Русские пленные в Почкау! Это же совсем близко – на расстоянии каких-то пяти-шести километров! Мы с мамой и Симой сразу загорелись идеей – как-то увидеться с ними, или, если не удастся увидеться, так хотя бы передать им записку. Ведь вполне возможно, что среди тех двадцати пяти найдется кто-то знакомый. Возможно, что кто-то из них знает или что-либо слышал о наших близких… Конечно, я понимаю – чудес не бывает, но вдруг, вдруг… Так как же с ними связаться? Может быть, опять поможет Джонни?
– Я постараюсь, – просто сказал Джон. – Напишите записку… Попрошу содействия у своего вахмана. Главное, чтобы из тех трех немцев нашелся хоть один порядочный человек.
Я тут же написала и отдала Джону коротенькую записку, адресованную незнакомым русским военнопленным с просьбой откликнуться и сообщить, нет ли среди них ленинградцев или (вдруг повезет?) жителей довоенной Стрельны? Назвала себя, добавила, что училась во 2-й стрельнинской средней школе и была бы очень счастлива узнать о ком-либо из прежних друзей или знакомых.
Маме показалось этого недостаточно, и она, отобрав у Джона записку и слегка поворчав на меня за неконкретность, приписала своей рукой:
На улице по-прежнему, как и днем, висела плотная, ватная изморось, и мы – я с Юзефом и Джованни с Кончиттой, – пользуясь темнотой, проводили Джонни до железнодорожного переезда. Еще за столом выяснилось, что Джон неплохо говорит по-итальянски – обучался этому языку в школе, – и они трое довольно свободно болтали на тарабарском итальянском наречии. С болезненным уколом в сердце я заметила, как Кончитта не сводила при этом своих очаровательных бархатисто-черных глаз с Джона и как он по какому-то поводу дважды улыбнулся ей. Может быть, именно поэтому при расставании я на секунду (только на секунду!) слегка (совсем слегка!) сжала (ну, не сжала, а просто чуть тронула) пальцы Джона в своей ладони и с облегчением ощутила в ответ долгое пожатие собственной руки в его теплой ладони. Хорошо, что была непроглядная темень и никто не заметил, какая жаркая волна радости залила в эту минуту мое лицо.

● ● ●

(Задание A): Как далеко, судя по тексту, находится Почкау?
(Задание B): Перепишите кусок текста от «Русские пленные в» до «один порядочный человек.», поменяв «вахмана» на «охранника».
Эти пункты взяты из другого источника.

(Выбранные пункты):
● ● ●

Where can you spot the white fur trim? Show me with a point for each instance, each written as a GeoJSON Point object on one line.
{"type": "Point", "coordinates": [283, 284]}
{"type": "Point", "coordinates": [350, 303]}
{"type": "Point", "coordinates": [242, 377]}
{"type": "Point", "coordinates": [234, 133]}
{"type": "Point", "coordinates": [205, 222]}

● ● ●

(Ответ A): В пяти-шести километрах.

(Ответ B):
Русские пленные в Почкау! Это же совсем близко – на расстоянии каких-то пяти-шести километров! Мы с мамой и Симой сразу загорелись идеей – как-то увидеться с ними, или, если не удастся увидеться, так хотя бы передать им записку. Ведь вполне возможно, что среди тех двадцати пяти найдется кто-то знакомый. Возможно, что кто-то из них знает или что-либо слышал о наших близких… Конечно, я понимаю – чудес не бывает, но вдруг, вдруг… Так как же с ними связаться? Может быть, опять поможет Джонни?
– Я постараюсь, – просто сказал Джон. – Напишите записку… Попрошу содействия у своего охранника. Главное, чтобы из тех трех немцев нашелся хоть один порядочный человек.